RECORD SET:
-------------------------
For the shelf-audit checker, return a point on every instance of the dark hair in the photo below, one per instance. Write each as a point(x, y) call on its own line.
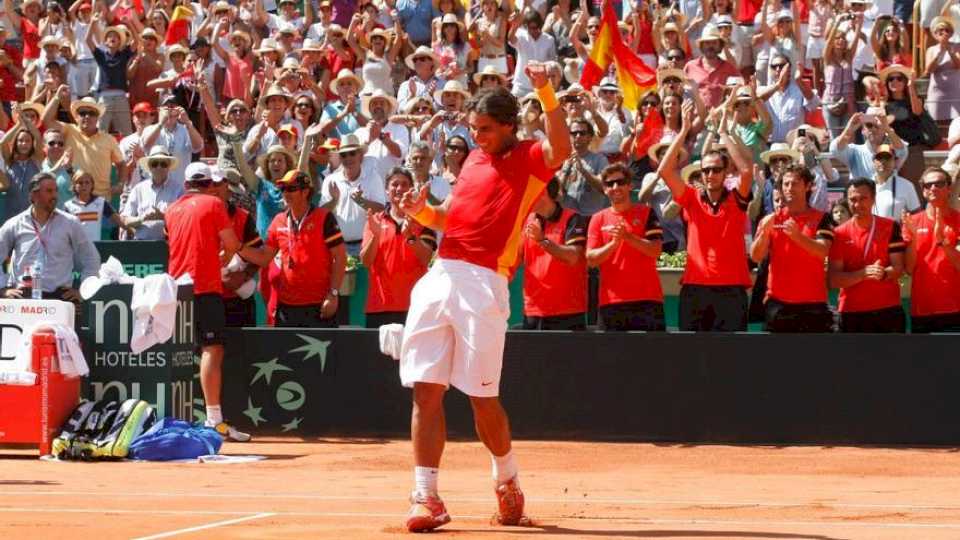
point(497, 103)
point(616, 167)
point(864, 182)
-------------------------
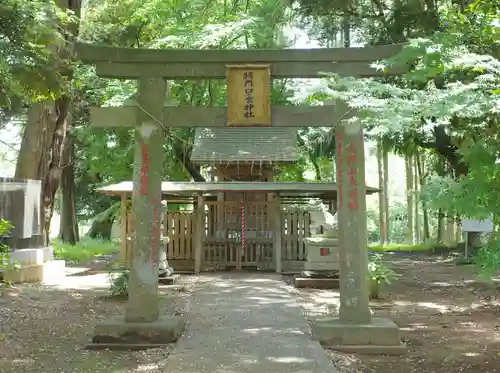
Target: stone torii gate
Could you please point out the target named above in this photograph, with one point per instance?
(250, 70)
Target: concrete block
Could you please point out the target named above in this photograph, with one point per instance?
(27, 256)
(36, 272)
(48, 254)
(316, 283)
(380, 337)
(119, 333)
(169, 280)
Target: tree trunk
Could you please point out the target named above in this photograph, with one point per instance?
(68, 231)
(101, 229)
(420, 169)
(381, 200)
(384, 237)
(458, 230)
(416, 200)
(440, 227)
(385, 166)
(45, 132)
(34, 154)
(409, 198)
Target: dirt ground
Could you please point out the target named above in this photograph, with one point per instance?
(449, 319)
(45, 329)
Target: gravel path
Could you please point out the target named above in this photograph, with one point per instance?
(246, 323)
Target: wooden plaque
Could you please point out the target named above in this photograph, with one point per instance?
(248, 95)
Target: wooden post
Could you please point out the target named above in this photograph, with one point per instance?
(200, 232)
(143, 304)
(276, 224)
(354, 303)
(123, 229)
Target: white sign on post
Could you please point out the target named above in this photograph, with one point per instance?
-------------------------
TASK DESCRIPTION: The word "wooden" may appear in lines of the entries. State how many lines hold it, as a number alone.

SOLUTION FOR THIS EXERCISE: 2